Alberta's Health Information Act (HIA): what therapists need to know about email
If you’re a therapist or psychologist practising in Alberta, your email containing health information is governed by the Health Information Act, not Ontario’s PHIPA. HIA applies to “custodians” of health information, and if you provide health services in Alberta, that includes you. This guide covers what HIA requires for email, where Gmail falls short, and what makes Alberta’s requirements different from Ontario’s.
Who is a “custodian” under HIA?
The Health Information Act defines a custodian under section 1(1)(f) as a broad category that includes health services providers who are regulated members under the Health Professions Act. Psychologists regulated by the College of Alberta Psychologists (CAP) are custodians. So are physicians, nurses, social workers, and other regulated health professionals.
This matters because HIA’s obligations attach to the custodian, not the organization.
If you’re a solo psychologist, you’re personally responsible for meeting HIA’s requirements for every system that touches health information, including your email. That includes you.
If that sounds like a lot of weight for a solo practice, you’re not wrong. But most of these obligations come down to documentation, not technical complexity.
A note on scope: CAP is expanding to regulate counselling therapists in Alberta. When that expansion takes effect, more practitioners will fall under the custodian definition and HIA’s obligations will apply to them as well. We’ve published a full guide to CAP’s practice standards for email and electronic communication and a detailed look at CAP expanding to regulate counselling therapists that covers the expansion timeline, HIA obligations, and what counselling therapists can do now to prepare.

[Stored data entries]
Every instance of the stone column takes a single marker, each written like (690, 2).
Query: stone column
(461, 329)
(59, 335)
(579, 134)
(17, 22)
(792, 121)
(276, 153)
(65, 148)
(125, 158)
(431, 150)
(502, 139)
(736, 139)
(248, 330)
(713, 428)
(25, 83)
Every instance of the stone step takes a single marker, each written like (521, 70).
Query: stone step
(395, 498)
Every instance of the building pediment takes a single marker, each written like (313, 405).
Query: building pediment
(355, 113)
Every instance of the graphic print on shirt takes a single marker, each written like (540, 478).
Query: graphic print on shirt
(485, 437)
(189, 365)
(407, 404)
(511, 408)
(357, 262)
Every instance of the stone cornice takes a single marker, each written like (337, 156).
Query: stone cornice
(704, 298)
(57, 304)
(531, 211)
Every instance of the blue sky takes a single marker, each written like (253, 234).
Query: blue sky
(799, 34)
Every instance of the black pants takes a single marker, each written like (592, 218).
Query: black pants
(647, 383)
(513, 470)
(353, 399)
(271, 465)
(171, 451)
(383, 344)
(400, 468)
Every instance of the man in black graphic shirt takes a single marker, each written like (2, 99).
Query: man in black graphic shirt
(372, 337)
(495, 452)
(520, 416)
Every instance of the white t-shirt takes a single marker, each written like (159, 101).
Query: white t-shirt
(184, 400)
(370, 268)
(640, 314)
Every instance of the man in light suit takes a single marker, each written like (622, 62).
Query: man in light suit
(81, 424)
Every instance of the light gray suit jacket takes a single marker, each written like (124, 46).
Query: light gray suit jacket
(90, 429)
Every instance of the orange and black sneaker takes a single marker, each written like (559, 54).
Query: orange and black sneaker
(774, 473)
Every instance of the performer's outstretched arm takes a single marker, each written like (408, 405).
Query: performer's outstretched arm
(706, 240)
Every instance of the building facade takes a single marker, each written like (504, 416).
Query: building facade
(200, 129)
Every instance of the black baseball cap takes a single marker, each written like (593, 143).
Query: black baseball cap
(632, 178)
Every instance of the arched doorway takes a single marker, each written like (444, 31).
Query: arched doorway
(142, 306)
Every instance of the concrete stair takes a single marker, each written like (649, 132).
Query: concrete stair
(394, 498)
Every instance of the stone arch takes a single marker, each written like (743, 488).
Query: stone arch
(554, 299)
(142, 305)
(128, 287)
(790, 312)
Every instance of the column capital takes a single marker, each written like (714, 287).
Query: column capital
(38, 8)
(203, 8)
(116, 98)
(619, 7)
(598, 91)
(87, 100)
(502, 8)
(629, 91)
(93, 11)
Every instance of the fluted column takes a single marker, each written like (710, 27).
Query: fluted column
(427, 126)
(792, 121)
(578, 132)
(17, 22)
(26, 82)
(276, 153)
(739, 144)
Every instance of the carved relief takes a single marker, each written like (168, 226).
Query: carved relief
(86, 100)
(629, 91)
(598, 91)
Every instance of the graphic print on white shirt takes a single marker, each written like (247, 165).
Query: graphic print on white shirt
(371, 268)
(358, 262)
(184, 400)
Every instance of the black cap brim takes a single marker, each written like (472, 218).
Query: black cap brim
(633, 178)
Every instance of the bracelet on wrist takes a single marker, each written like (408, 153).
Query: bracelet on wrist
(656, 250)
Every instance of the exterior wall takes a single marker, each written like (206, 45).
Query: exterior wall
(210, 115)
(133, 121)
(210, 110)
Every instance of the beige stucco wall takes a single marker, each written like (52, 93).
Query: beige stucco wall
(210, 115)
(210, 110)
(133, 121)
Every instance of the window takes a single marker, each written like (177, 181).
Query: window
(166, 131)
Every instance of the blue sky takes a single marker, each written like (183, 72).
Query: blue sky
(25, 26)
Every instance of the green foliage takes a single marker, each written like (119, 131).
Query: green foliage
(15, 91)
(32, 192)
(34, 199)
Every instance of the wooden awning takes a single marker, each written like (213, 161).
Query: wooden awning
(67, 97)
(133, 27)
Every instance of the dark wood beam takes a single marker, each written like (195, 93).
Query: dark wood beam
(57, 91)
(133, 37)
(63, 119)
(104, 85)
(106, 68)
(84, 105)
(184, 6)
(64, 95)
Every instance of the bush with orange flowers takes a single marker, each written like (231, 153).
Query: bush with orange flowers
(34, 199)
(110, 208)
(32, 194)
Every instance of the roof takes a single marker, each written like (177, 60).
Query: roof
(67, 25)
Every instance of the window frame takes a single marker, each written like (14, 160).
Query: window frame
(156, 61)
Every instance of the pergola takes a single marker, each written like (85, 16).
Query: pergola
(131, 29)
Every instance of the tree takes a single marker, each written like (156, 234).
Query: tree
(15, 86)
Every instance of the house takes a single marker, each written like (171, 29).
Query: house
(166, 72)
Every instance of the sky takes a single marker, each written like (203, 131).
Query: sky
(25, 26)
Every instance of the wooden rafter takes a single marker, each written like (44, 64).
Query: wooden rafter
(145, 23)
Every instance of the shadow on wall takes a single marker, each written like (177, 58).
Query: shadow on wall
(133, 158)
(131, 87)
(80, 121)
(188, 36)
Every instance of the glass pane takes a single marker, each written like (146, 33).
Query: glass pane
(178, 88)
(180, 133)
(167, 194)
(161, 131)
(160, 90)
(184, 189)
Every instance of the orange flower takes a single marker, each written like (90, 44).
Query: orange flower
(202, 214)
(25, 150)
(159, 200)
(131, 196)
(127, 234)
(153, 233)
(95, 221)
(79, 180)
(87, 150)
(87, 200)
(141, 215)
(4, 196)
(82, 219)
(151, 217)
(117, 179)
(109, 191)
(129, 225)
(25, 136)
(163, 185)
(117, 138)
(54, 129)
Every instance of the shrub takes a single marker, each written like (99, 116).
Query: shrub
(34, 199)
--
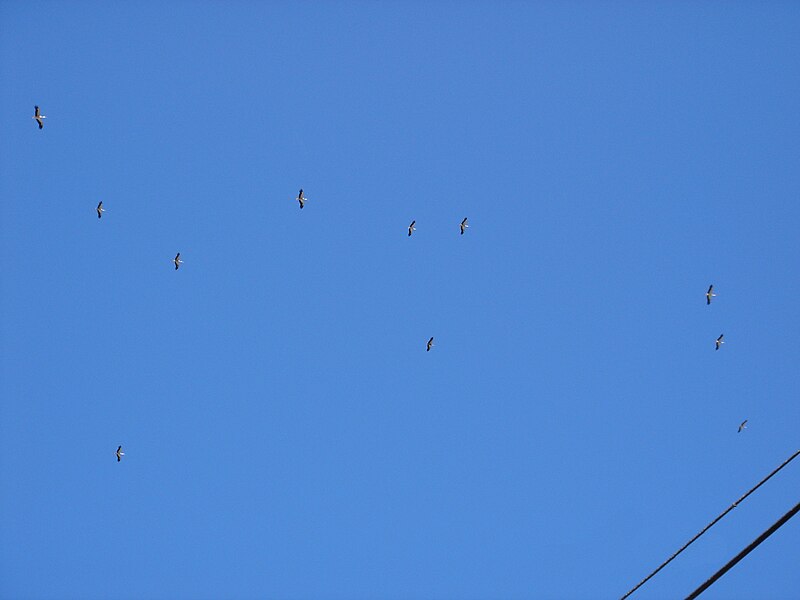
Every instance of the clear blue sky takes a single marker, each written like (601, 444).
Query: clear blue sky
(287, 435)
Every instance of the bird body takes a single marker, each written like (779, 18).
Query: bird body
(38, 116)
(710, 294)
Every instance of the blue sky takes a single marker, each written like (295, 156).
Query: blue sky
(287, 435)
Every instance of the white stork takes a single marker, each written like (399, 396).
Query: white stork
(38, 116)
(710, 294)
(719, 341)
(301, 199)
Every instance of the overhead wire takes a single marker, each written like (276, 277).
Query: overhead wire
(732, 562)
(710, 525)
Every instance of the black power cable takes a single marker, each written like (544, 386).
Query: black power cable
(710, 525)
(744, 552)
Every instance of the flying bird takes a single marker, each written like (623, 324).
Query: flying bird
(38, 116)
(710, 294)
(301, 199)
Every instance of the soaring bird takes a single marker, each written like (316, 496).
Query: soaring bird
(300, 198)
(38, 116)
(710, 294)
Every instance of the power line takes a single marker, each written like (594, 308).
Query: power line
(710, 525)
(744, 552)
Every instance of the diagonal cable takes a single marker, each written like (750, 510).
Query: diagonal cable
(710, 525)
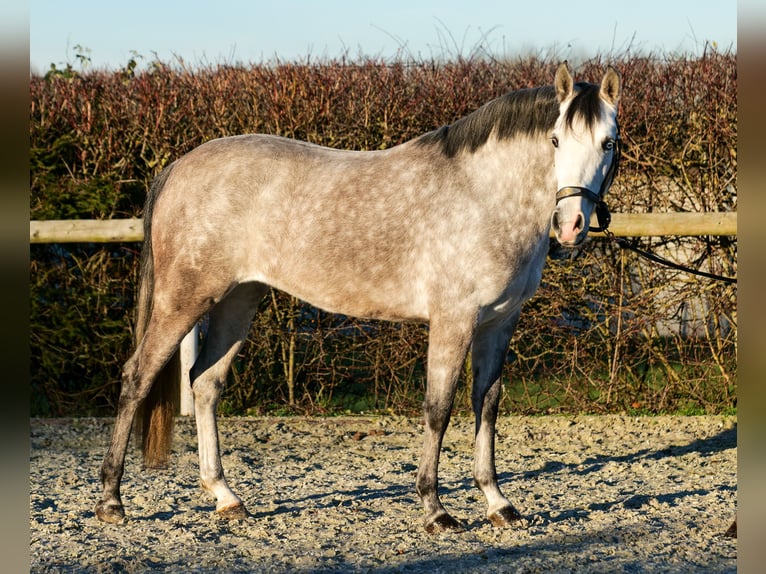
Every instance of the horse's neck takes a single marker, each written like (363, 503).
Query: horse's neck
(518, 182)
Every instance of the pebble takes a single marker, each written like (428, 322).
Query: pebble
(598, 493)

*REQUIREMENT*. From the paragraph beginning "The Health Information Act defines a custodian" in the Alberta Health Information Act guide, list each kind of health professional it names as a custodian.

*YOUR SOLUTION*.
- Psychologists regulated by the College of Alberta Psychologists (CAP)
- Physicians
- Nurses
- Social workers